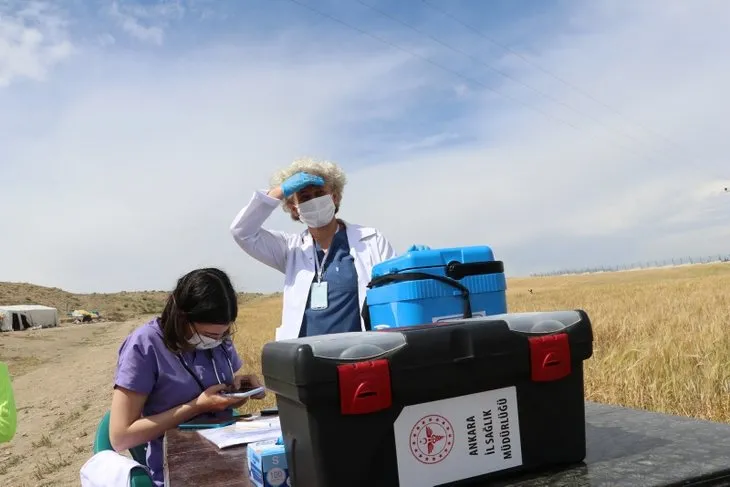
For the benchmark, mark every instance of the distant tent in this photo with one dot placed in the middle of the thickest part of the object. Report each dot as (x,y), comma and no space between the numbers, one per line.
(23,316)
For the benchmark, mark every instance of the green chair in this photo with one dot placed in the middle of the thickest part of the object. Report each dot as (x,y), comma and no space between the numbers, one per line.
(139,477)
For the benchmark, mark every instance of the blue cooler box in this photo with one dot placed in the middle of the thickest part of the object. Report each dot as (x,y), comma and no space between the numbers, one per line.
(426,286)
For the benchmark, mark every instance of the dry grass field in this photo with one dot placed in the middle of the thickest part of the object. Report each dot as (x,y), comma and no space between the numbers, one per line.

+++++

## EXERCISE:
Copy out, verbatim, everything from the line containing "For the benchmark, mark every instance of the blue" down to the end of the listing, with both ends included.

## ANSWER TO THE PROBLEM:
For the benchmark, mark every instance of the blue cooler box in this photo with one dot placed in the middle of the thickest part of the object. Report each dot as (x,y), comma and no space between the numbers, one per line.
(426,286)
For the benchmark, mark every instance of the dry grass field in this photo with one dot placed in the middle of the thickest part of the object. Report each dot as (x,y), comma and no space between the numbers, one per line.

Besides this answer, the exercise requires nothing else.